Point-based annotation data:
= = = = =
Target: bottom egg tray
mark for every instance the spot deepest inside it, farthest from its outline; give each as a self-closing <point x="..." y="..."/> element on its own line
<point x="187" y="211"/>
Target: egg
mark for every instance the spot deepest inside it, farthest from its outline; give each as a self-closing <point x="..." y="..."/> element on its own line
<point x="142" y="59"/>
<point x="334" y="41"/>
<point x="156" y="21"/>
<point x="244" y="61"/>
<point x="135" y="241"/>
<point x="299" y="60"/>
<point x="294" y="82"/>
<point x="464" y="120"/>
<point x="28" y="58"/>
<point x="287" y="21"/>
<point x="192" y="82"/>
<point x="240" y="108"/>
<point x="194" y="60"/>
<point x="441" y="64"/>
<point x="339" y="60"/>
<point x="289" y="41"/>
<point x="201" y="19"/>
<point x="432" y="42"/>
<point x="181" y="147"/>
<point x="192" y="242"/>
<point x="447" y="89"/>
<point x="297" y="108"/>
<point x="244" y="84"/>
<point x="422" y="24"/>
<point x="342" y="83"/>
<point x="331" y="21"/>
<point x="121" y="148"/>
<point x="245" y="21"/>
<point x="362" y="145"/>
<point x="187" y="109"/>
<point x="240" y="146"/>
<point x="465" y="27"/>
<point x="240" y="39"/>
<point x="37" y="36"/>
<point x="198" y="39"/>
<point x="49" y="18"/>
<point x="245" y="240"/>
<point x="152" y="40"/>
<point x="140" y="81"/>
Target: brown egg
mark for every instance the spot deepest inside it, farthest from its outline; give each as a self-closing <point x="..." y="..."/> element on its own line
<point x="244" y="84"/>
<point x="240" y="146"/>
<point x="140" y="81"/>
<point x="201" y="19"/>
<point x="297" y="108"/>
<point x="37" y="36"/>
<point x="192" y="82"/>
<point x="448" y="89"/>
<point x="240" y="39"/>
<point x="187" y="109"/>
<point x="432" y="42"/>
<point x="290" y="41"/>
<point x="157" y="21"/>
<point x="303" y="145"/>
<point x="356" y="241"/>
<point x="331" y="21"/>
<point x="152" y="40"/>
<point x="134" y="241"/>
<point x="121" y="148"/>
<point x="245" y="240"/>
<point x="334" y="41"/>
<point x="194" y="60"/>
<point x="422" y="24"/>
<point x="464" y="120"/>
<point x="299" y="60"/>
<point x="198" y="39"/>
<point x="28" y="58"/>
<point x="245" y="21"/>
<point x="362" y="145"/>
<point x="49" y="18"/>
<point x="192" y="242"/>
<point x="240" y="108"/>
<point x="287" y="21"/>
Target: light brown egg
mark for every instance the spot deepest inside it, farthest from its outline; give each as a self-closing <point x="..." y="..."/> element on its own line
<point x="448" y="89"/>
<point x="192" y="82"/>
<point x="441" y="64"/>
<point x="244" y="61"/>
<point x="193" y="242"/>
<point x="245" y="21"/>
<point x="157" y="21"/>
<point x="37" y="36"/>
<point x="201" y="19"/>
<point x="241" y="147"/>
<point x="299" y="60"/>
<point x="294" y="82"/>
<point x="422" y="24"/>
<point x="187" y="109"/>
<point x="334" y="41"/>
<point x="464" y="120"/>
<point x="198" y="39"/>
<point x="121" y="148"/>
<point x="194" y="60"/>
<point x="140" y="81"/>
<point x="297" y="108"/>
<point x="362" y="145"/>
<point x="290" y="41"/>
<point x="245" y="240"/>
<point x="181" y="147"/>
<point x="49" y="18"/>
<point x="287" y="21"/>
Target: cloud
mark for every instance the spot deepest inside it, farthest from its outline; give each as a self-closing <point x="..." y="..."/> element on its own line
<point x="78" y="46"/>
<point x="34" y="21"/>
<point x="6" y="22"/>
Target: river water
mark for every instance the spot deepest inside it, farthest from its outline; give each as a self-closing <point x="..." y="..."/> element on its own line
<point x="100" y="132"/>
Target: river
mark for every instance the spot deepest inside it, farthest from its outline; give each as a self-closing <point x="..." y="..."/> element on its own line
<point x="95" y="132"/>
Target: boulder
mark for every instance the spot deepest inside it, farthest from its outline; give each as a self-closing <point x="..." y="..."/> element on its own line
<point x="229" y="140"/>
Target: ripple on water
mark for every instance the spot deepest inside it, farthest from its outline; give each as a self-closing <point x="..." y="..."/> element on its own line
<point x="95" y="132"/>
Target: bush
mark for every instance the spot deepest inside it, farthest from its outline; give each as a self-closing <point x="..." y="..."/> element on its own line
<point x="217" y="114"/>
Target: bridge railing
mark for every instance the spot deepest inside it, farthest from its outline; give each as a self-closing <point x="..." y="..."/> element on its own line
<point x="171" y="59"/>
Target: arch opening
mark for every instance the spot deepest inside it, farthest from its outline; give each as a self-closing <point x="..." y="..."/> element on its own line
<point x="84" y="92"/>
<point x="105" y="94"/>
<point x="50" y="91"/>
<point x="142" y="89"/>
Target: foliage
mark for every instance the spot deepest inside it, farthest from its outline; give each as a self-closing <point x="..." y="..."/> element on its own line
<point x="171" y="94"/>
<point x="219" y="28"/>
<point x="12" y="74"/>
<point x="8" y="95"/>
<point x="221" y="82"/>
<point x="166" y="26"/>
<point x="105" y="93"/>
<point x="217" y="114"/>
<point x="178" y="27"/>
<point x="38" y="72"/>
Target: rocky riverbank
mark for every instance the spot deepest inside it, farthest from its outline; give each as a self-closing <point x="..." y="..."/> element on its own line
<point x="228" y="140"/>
= = = = =
Reproduce every entry above verbatim, preserving each line without alteration.

#### [The answer]
Target: bottom egg tray
mark for every instance the spot deepest inside it, farthest from its outline; give each as a self-closing <point x="..." y="..."/> element on its own line
<point x="187" y="211"/>
Target: egg
mark for every instance the spot deepest inside it, farthest from its outline; give each as a self-closing <point x="..." y="..."/> element on its own line
<point x="142" y="59"/>
<point x="334" y="41"/>
<point x="156" y="21"/>
<point x="244" y="61"/>
<point x="135" y="241"/>
<point x="299" y="60"/>
<point x="294" y="82"/>
<point x="464" y="120"/>
<point x="28" y="58"/>
<point x="287" y="21"/>
<point x="192" y="82"/>
<point x="240" y="108"/>
<point x="194" y="60"/>
<point x="441" y="64"/>
<point x="339" y="60"/>
<point x="289" y="41"/>
<point x="201" y="19"/>
<point x="432" y="42"/>
<point x="181" y="147"/>
<point x="192" y="242"/>
<point x="447" y="89"/>
<point x="297" y="108"/>
<point x="244" y="84"/>
<point x="422" y="24"/>
<point x="342" y="83"/>
<point x="331" y="21"/>
<point x="121" y="148"/>
<point x="245" y="21"/>
<point x="362" y="145"/>
<point x="187" y="109"/>
<point x="240" y="146"/>
<point x="465" y="27"/>
<point x="240" y="39"/>
<point x="37" y="36"/>
<point x="198" y="39"/>
<point x="49" y="18"/>
<point x="245" y="240"/>
<point x="152" y="40"/>
<point x="140" y="81"/>
Target: brown egg
mark for every instance the spot deepest inside it, farthest from its outline; give each as a self-closing <point x="..." y="..."/> element on its own line
<point x="244" y="84"/>
<point x="240" y="146"/>
<point x="140" y="81"/>
<point x="201" y="19"/>
<point x="297" y="108"/>
<point x="37" y="36"/>
<point x="192" y="82"/>
<point x="448" y="89"/>
<point x="240" y="39"/>
<point x="187" y="109"/>
<point x="432" y="42"/>
<point x="290" y="41"/>
<point x="157" y="21"/>
<point x="303" y="145"/>
<point x="356" y="241"/>
<point x="331" y="21"/>
<point x="152" y="40"/>
<point x="134" y="241"/>
<point x="121" y="148"/>
<point x="245" y="240"/>
<point x="334" y="41"/>
<point x="194" y="60"/>
<point x="422" y="24"/>
<point x="464" y="120"/>
<point x="299" y="60"/>
<point x="198" y="39"/>
<point x="28" y="58"/>
<point x="245" y="21"/>
<point x="362" y="145"/>
<point x="49" y="18"/>
<point x="192" y="242"/>
<point x="240" y="108"/>
<point x="287" y="21"/>
Target: light brown egg
mark for every instance the spot deepest inside it, farthest from its outline; give each as a self-closing <point x="..." y="..."/> element on its own line
<point x="448" y="89"/>
<point x="192" y="82"/>
<point x="441" y="64"/>
<point x="244" y="61"/>
<point x="193" y="242"/>
<point x="245" y="21"/>
<point x="157" y="21"/>
<point x="37" y="36"/>
<point x="201" y="19"/>
<point x="241" y="147"/>
<point x="299" y="60"/>
<point x="294" y="82"/>
<point x="422" y="24"/>
<point x="187" y="109"/>
<point x="334" y="41"/>
<point x="464" y="120"/>
<point x="198" y="39"/>
<point x="121" y="148"/>
<point x="194" y="60"/>
<point x="140" y="81"/>
<point x="297" y="108"/>
<point x="362" y="145"/>
<point x="290" y="41"/>
<point x="245" y="240"/>
<point x="181" y="147"/>
<point x="49" y="18"/>
<point x="287" y="21"/>
Target: cloud
mark for every instance the spot deepest inside it, farthest from its outline; give each as a self-closing <point x="..." y="..."/> element on its own line
<point x="78" y="46"/>
<point x="34" y="21"/>
<point x="6" y="22"/>
Target: river water
mark for every instance the spot deepest inside it, farthest from its outline; give each as a self-closing <point x="..." y="..."/> element on its own line
<point x="100" y="132"/>
Target: river
mark for every instance the spot deepest inside it, farthest from its outline; give each as a self-closing <point x="..." y="..."/> element on its own line
<point x="95" y="132"/>
Target: boulder
mark for every instance the spot deepest inside it, farthest from its outline; give each as a self-closing <point x="..." y="..."/> element on its own line
<point x="229" y="140"/>
Target: ripple on water
mark for every instance the spot deepest inside it, farthest from its outline; give each as a self-closing <point x="..." y="..."/> element on its own line
<point x="95" y="132"/>
Target: bush
mark for every instance the spot deepest inside it, farthest from its outline; give each as a self-closing <point x="..." y="..."/> element on its own line
<point x="217" y="114"/>
Target: bridge railing
mark for every instance the spot deepest inside it, farthest from its outline; give each as a self-closing <point x="..." y="..."/> element on its own line
<point x="171" y="59"/>
Target: arch opening
mark for every instance the spot deepest inside it, farthest from its outline; give each as a self-closing <point x="..." y="..."/> element on its own line
<point x="84" y="92"/>
<point x="105" y="94"/>
<point x="50" y="91"/>
<point x="142" y="89"/>
Target: foliage
mark for every instance the spot deepest inside it, farthest from its outline; give each as a self-closing <point x="..." y="..."/> element on its own line
<point x="171" y="94"/>
<point x="219" y="28"/>
<point x="12" y="74"/>
<point x="8" y="95"/>
<point x="221" y="82"/>
<point x="166" y="26"/>
<point x="105" y="93"/>
<point x="217" y="114"/>
<point x="178" y="27"/>
<point x="38" y="72"/>
Target: rocky riverbank
mark for every instance the spot deepest inside it, farthest from its outline; give each as a self-closing <point x="..." y="..."/> element on its own line
<point x="228" y="140"/>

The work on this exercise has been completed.